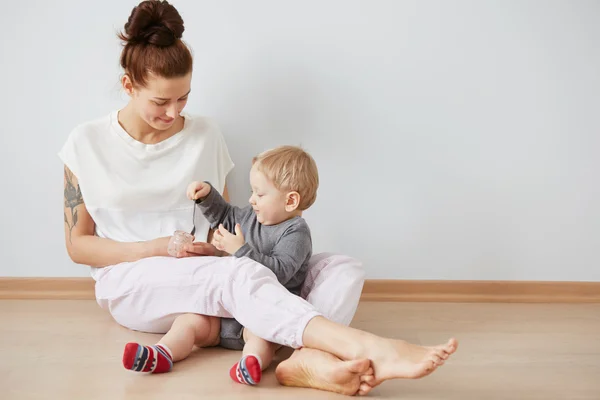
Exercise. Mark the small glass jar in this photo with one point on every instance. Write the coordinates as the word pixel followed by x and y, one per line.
pixel 178 242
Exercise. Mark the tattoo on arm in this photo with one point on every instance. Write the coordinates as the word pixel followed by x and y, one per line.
pixel 73 198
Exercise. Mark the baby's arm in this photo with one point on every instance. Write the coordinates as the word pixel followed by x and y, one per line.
pixel 216 210
pixel 288 255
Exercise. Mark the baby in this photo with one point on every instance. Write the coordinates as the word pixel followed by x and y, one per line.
pixel 271 231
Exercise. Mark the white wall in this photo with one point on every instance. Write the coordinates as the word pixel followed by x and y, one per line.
pixel 455 140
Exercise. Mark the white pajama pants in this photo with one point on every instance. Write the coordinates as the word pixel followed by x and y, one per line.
pixel 148 295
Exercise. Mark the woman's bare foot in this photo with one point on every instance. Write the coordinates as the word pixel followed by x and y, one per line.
pixel 317 369
pixel 393 359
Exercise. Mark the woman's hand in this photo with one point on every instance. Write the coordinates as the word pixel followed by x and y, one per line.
pixel 197 249
pixel 158 247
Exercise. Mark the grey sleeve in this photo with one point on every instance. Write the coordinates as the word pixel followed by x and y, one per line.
pixel 288 255
pixel 218 211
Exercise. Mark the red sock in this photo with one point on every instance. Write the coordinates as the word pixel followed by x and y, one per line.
pixel 155 359
pixel 247 371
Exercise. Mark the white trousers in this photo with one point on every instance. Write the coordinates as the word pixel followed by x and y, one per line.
pixel 148 295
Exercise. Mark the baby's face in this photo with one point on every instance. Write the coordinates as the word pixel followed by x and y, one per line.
pixel 266 200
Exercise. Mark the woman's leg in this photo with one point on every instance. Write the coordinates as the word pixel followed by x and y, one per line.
pixel 250 292
pixel 333 286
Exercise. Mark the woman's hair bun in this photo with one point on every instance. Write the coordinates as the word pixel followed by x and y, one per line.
pixel 153 22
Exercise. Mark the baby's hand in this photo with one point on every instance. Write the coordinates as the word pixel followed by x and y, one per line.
pixel 225 241
pixel 198 190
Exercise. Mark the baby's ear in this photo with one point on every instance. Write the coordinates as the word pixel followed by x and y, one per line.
pixel 292 201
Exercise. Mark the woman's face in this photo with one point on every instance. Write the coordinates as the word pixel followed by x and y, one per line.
pixel 161 100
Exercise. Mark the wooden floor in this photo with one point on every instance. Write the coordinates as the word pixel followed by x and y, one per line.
pixel 72 350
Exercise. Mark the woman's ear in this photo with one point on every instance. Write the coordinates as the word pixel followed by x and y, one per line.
pixel 127 84
pixel 292 201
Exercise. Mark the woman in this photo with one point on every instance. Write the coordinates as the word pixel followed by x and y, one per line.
pixel 125 180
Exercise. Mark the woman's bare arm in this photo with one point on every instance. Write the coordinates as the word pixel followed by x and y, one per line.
pixel 86 248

Exercise aim:
Reproduce the records above word for word, from the line with "Exercise. Mark the woman's leg" to the line with "pixel 198 190", both of those lines included.

Solution:
Exercise. Mark the woman's leg in this photo with one point on every instance. Write the coordinates as the word pixel followed by x and y, one per line.
pixel 250 292
pixel 333 286
Exercise. Mark the woman's hair bun in this photo with one point on every instance. Write the coordinates as the word pixel followed by x and y, one per line.
pixel 153 22
Exercise. Mark the baby's hand in this photo with one point on every instance. Write the coordinates as the word pixel followed by x and y, one per line.
pixel 225 241
pixel 198 190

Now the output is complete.